- **TEXT SHOWN**

------------------------------------------------

Breach of Contract



According to Australian millionaire Tim Gurner, the reason I haven’t bought a house is because I eat too many avocados. Granted, I enjoy me a good avocado. They’re delicious and nutritious, however I highly doubt I’ve consumed 116,000 of them. You see, 116,000 avocados is worth the same amount as my student debt. I won’t disclose the exact amount of my debt here, mostly because when I see it in written form I need a tequila shot with a chaser of Pepto-Bismal, and it’s just too early for that. I’m speaking of course of the Pepto-Bismal. I will say though, that the average price of an avocado in the U.S.A is $1.25. So if you’re up for some basic algebra you can most likely figure out the approximate number. It’s important to keep in mind that this debt was solely related to my Master’s Degree. It doesn’t factor in my Bachelor’s Degree, or any of the three professional certifications I hold. About four years ago, as I was getting ready to graduate with my M.S. in Justice, Law & Society, I contacted the financial aid office to begin figuring out how I was going to pay this off. I was told I would have two monthly payments of roughly $700.00 per month. So fuck avocados, I’d be lucky to afford a suitcase to keep my shit in while I slept on the steps of my alma mater. I figured a place to lay my head was the least they owed me.

------------------------------------------------

- **RECORDED DATA**
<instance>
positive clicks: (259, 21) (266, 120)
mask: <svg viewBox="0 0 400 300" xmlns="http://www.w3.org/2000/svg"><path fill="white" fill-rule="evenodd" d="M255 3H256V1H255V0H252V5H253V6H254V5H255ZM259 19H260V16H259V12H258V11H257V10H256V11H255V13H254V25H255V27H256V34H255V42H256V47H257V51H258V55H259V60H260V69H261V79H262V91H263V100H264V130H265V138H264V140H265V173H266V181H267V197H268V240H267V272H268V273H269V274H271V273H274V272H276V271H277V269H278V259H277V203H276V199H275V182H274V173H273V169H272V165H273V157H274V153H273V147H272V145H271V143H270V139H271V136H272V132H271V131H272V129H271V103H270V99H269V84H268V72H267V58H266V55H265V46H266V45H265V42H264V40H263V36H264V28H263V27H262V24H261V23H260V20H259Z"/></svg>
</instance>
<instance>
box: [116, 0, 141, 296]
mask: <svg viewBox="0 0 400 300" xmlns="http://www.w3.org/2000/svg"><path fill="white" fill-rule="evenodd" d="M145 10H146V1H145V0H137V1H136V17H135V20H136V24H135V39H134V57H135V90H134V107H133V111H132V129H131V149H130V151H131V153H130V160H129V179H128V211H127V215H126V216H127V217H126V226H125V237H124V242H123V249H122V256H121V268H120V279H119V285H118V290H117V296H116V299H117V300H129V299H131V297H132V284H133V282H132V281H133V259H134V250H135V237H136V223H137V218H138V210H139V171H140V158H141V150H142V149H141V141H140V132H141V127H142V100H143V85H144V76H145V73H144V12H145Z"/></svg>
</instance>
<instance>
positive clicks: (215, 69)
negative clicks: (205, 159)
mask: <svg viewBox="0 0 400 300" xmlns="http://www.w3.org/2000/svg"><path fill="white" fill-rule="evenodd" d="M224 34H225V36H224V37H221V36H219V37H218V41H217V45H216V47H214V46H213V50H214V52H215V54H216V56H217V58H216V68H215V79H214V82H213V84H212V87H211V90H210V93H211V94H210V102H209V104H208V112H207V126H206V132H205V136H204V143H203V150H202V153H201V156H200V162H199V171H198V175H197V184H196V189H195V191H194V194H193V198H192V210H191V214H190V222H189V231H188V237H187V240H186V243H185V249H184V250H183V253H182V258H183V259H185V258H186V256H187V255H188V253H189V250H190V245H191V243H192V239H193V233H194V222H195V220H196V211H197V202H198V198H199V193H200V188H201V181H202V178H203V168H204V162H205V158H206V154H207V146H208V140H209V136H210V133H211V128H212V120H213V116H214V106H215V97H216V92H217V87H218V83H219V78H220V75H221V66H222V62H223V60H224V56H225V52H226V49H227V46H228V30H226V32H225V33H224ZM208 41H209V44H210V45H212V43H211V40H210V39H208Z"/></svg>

------------------------------------------------

- **WHAT YOU WILL DO**
(1) What average price for an avocado in the U.S.A. does the student-debt essay give?
(2) Write what comes next in the student-debt essay, starting after its final sentence.

- **ANSWERS TO EACH TASK**
(1) $1.25

(2)
Now, before you go thinking that I’m Princess Affluenza living in the kingdom of Spendalotia, let me clarify some things. I did not take Debtzilla on because I wanted to live in a fancy townhouse in D.C. where I could park my Tesla and go to brunch every Sunday. I rented a one bedroom apartment on the southeast side of D.C., where the neighborhood was so bad I literally came out of my complex one day to find ballistics lasers set up in the parking lot. You know, because there had been a shooting. I drove a Toyota Corolla (or Corollin’ as I like to call it, because damn those cars last forever), and I’m not making this up, owned a whopping TWO pairs of shoes. One of which my sister once told me, looked like I was wearing a couple of mylar balloons on my feat, but whatever I rocked those bitches. The point is, my lifestyle could only be described as sparse-chic. The vast majority of my student loans went directly to tuition and rent. I even worked part-time to cover the rest of my living expenses. Things like ramen noodles and single ply toilet paper. So no, I didn’t dig myself into this much debt to live the good life, I took it on because I thought my country and I had a contract.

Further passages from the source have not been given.